**TEXT SEGMENT:**
┄┄┄┄┄┄┄┄┄┄
MEDITATION — the skinny on the mindfulness way
“Do you meditate?” asked an innocent neighbor. If he means sitting uncomfortably cross-legged on a mat with a hard cushion tucked under my behind, trying to quiet my chattering ‘monkey mind,’ trying to stop thinking for even a few seconds — then my reply has to be, “Not often.” But if he means contemplating an image of a wise, smiling Buddha, keeping secrets about The Meaning Of Things — or Sufi dervishes whirling into altered, ecstatic inner states –or simply Listening fully to birdies in my garden? Then I say, “Yes, I meditate every day!”
While I’ve tried on many styles of meditation practice, my preferred habit is Mindfulness. This means practicing being present, awake, attentive to whatever is happening right here, right now, in this precious moment of being alive. Breathing. Tasting the chocolate. Seeing and smelling the rose. Feeling the sensations of a hug or kiss on your skin. A few short years ago, mindfulness meditation was proclaimed the “#1 health-booster” in the U.S.: Go America. But any intentional practice that creates the experience of openness, spaciousness of emptying me of accumulated crud, while filling me with appreciation and wonder is meditation, to me.
My open-ended notion took root in the 80s. My first formal workshop began with a “chaotic meditation” practice. Participants were instructed to stand and make wild and crazy noises while systematically shaking out every imaginable body part. Afterwards, I felt remarkably calm, rested, and ready to sit quietly in silence for the duration, minding my breath, letting thoughts pass through the skies of my mind. –I loved it! Not so much so when in the 90s, I endured a seriously formal Zen class practicing walking verrrrrry slowlllllly, circling the room. I valued the practice, but it wasn’t a natural cuppa meditation tea for me.
Practice styles can be formal or informal, still or dynamic/moving, masculine or feminine –or combinations. On a recent sunny Sunday morning, I headed to Sebastopol to a dancing meditation. It had been two years since my last class. I noticed I was feeling a bit self-conscious, not recognizing anyone there. I located a spot on the large dance floor in between two other early “body prayer” arrivers and began my warm-up stretching. Closing my eyes, I found my breath, letting the gentle music move my physical instrument –me. Emotions loosening, tensions dissolving, I swayed and stretched down to through soles of my yoga feet, embracing my surroundings. Dancing and bearing witness was just the soul medicine I was needing. Two hours and many dances later, I felt blissfully tranquil within, at Home again in my world –and part of kindred community.
┄┄┄┄┄┄┄┄┄┄
[Referring expression data]
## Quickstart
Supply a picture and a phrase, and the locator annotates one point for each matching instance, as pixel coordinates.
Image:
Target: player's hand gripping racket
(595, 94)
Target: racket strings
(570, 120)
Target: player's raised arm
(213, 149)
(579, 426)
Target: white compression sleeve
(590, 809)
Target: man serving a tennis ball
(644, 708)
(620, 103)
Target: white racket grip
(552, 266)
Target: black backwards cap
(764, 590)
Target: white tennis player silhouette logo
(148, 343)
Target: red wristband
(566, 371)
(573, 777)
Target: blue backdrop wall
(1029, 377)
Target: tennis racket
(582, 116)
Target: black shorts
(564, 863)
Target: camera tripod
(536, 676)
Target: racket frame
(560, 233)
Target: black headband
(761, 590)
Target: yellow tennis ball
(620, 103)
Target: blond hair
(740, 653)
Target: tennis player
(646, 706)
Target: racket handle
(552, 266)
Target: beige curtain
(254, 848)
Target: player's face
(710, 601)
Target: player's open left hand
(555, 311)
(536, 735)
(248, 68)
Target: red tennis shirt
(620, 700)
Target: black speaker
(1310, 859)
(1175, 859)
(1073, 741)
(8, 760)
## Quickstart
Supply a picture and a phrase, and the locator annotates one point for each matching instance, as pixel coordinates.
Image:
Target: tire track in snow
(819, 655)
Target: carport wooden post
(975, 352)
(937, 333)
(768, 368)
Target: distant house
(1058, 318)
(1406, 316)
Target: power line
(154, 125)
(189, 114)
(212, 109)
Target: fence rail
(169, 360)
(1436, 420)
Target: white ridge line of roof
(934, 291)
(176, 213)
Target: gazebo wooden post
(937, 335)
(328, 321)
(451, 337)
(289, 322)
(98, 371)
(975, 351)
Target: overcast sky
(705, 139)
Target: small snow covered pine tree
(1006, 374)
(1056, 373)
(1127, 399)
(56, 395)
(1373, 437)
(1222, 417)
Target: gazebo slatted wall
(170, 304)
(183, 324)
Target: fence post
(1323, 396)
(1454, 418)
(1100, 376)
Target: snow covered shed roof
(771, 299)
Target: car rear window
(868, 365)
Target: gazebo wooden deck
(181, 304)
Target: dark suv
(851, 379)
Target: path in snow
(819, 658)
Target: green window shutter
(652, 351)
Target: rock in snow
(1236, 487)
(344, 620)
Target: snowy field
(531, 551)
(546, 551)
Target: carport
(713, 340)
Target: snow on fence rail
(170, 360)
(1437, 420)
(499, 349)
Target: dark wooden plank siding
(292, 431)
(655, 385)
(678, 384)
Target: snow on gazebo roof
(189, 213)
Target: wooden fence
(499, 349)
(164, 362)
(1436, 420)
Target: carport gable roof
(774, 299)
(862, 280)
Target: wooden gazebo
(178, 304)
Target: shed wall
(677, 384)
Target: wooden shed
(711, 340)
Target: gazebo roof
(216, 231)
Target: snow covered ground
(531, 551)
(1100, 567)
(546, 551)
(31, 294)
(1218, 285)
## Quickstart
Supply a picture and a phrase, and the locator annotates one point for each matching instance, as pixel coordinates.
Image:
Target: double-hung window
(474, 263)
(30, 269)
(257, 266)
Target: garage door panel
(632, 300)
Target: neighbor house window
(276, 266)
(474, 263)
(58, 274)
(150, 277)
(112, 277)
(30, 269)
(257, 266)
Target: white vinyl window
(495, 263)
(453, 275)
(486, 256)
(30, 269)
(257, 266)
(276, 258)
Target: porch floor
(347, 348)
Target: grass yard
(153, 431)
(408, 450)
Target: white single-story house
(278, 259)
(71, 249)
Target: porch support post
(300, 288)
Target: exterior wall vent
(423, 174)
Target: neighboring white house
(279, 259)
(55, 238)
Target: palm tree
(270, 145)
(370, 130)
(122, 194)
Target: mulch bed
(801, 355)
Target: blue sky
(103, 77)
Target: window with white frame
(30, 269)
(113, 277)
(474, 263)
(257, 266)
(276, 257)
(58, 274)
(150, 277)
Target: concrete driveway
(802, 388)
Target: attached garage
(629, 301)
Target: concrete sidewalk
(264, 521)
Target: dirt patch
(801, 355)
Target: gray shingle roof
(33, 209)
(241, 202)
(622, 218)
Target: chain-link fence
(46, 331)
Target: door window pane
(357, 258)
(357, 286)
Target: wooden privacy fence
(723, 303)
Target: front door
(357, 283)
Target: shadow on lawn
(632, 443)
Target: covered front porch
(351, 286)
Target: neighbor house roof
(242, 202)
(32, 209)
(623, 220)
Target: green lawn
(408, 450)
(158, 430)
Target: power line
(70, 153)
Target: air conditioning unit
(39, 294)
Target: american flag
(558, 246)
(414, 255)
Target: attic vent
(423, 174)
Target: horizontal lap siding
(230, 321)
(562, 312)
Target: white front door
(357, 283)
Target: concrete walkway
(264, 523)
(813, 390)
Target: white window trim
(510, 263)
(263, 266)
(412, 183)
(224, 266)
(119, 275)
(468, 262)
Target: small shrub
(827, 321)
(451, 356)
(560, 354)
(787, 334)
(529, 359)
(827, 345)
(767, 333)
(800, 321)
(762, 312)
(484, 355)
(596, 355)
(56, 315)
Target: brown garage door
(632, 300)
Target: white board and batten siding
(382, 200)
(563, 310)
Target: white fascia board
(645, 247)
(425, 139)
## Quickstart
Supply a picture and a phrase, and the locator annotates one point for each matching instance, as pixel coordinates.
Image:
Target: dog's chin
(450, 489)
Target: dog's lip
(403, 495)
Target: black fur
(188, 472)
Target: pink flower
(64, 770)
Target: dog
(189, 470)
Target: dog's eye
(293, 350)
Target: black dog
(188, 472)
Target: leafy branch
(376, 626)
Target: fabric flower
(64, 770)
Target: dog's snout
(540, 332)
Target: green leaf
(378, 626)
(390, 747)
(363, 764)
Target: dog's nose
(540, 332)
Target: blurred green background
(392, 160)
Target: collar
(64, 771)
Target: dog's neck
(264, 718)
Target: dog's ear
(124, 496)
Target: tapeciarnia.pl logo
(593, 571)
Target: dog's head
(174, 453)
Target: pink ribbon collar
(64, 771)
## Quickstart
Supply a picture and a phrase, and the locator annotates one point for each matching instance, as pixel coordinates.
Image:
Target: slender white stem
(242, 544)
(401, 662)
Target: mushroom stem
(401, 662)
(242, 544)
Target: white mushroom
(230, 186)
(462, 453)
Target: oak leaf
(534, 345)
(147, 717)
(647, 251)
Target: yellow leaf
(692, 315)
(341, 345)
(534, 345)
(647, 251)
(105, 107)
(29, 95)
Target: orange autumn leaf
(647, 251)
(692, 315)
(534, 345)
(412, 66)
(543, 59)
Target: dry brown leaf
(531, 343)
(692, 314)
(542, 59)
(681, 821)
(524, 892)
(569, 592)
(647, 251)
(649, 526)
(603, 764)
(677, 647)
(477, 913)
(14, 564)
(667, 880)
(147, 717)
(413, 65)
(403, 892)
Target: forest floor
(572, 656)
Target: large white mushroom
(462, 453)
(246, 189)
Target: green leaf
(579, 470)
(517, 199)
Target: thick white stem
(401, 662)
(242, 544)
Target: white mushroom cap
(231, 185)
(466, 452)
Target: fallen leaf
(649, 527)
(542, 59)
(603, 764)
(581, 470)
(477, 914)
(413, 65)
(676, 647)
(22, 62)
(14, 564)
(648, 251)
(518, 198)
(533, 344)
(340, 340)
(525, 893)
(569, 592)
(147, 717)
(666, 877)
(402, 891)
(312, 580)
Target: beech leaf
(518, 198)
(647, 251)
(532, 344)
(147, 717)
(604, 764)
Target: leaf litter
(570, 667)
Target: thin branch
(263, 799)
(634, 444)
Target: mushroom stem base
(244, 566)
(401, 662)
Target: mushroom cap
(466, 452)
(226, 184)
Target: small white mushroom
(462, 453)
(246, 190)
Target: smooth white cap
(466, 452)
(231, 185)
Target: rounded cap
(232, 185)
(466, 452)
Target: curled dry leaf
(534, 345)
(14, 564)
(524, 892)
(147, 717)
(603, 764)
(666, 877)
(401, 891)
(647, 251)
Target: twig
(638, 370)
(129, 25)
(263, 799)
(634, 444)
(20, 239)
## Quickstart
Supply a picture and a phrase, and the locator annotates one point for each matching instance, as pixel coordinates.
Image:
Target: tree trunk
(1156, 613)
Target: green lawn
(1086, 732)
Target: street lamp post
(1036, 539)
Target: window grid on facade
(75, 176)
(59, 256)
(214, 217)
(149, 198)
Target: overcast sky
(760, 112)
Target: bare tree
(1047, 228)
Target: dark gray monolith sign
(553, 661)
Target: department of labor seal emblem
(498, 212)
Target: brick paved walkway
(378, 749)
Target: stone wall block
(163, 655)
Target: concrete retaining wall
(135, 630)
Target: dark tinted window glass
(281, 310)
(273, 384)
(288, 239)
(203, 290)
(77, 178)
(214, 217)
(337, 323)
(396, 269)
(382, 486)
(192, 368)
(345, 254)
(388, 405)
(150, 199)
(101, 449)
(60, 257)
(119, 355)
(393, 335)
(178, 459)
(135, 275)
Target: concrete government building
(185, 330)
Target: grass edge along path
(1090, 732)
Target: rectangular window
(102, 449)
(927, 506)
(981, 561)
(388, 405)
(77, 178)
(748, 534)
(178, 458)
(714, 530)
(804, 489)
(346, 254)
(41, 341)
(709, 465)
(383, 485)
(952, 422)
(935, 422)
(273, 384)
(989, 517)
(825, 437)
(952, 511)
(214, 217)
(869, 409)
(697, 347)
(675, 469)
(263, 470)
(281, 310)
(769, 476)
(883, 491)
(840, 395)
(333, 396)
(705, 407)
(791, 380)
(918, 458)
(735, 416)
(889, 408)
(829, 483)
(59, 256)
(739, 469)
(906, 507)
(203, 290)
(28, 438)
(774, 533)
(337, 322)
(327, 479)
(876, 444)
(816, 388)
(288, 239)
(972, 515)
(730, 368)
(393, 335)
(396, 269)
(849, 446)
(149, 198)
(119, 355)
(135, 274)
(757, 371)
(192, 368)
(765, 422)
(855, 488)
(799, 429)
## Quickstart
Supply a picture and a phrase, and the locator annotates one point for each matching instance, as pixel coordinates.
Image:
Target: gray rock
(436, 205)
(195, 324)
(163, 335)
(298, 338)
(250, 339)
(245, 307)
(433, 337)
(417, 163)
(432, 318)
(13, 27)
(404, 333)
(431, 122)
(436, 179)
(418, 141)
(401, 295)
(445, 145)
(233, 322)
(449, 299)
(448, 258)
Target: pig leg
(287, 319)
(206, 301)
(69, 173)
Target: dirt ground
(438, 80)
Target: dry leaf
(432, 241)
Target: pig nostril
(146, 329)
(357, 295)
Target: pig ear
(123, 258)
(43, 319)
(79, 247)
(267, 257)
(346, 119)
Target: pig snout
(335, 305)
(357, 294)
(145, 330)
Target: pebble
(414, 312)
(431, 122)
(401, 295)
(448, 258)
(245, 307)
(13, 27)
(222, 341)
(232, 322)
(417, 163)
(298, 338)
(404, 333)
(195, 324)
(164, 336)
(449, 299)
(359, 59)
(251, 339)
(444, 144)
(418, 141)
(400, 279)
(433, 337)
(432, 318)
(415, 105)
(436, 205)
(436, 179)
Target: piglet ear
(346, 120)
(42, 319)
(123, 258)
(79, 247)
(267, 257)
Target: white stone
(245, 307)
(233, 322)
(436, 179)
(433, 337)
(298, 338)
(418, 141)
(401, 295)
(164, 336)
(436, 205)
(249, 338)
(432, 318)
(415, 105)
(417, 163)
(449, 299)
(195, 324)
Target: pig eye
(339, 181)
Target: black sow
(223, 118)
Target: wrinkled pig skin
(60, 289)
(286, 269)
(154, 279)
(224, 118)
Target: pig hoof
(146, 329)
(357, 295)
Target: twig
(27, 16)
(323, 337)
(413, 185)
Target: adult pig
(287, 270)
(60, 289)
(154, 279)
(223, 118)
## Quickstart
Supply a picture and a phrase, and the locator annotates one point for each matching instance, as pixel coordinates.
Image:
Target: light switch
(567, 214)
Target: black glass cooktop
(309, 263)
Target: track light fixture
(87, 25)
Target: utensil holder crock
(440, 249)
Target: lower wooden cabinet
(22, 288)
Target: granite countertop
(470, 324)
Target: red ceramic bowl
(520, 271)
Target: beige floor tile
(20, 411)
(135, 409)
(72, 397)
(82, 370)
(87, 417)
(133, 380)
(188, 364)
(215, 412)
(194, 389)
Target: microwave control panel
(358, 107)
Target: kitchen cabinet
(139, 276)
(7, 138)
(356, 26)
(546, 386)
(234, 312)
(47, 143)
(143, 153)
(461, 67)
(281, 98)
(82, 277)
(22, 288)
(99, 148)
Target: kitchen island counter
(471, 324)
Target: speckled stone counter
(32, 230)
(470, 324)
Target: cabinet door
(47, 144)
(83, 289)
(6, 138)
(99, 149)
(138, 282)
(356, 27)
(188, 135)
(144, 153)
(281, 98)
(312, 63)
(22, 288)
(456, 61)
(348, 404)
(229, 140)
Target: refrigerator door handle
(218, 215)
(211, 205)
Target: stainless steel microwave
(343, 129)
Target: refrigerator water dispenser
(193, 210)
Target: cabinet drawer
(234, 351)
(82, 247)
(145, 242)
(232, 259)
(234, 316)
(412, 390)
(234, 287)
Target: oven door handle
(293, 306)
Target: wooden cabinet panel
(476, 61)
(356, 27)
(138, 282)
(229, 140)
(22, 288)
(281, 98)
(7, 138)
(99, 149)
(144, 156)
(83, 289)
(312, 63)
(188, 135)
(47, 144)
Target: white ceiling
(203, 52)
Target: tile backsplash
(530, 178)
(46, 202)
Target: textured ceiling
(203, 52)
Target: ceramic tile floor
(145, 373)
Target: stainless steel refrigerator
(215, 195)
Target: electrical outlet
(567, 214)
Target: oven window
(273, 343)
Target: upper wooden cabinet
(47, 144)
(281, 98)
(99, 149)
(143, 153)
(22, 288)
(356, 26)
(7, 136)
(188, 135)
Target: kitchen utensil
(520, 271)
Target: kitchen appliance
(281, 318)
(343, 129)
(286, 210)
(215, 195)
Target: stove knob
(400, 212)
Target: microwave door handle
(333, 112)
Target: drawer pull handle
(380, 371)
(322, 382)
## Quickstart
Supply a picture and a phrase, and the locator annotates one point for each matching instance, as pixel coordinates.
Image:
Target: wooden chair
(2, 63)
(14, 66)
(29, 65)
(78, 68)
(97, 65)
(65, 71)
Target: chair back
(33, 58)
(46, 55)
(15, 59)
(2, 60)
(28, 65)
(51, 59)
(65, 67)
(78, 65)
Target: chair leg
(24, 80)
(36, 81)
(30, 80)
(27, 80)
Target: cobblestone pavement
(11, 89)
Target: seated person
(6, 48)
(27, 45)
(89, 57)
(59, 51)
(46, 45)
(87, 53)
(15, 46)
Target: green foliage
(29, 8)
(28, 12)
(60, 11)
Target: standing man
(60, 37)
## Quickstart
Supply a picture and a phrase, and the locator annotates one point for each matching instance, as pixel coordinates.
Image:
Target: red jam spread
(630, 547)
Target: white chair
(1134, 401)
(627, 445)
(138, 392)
┄┄┄┄┄┄┄┄┄┄
**EXERCISE 1:**
From the essay on meditation, return the passage starting with "Practice styles can" and going on through "of kindred community.", word for word.
**EXERCISE 2:**
Continue the essay on meditation from the point where it stops.

**EXERCISE RESPONSE 1:**
Practice styles can be formal or informal, still or dynamic/moving, masculine or feminine –or combinations. On a recent sunny Sunday morning, I headed to Sebastopol to a dancing meditation. It had been two years since my last class. I noticed I was feeling a bit self-conscious, not recognizing anyone there. I located a spot on the large dance floor in between two other early “body prayer” arrivers and began my warm-up stretching. Closing my eyes, I found my breath, letting the gentle music move my physical instrument –me. Emotions loosening, tensions dissolving, I swayed and stretched down to through soles of my yoga feet, embracing my surroundings. Dancing and bearing witness was just the soul medicine I was needing. Two hours and many dances later, I felt blissfully tranquil within, at Home again in my world –and part of kindred community.

**EXERCISE RESPONSE 2:**
So what’s The Rub According To Marcia for how to meditate? Start with your breathing. Just notice how it is, stay with that. If a thought or physical discomfort distracts you, simply (if not easily) return to your breathing. Just Be. In the middle of a board meeting, an argument, making love, shopping for groceries. Come home to your breath, your existence, your preciousness.
Here’s a question for you: What do these words have in common: mediation, medicine, median, meddle and meditation? Med: a middle or central position. A vantage point that reconciles opposition (duality), restores equilibrium and well being, shakes us out of our sleepy norm, and ultimately, allows us to glimpse heaven on earth. Meditation is a medicine that mediates between the local and non-local, physical and non-physical dimensions of our lives. It is any practice that creates this altered state of ordinary/extraordinary awareness.
So, I ask, “Do you meditate?” Whatever your reply, may you continually discover the relief of not having to label, judge or control anything, for a moment. That’s meditation. That’s a way to move through each day, and enjoy a pretty good life.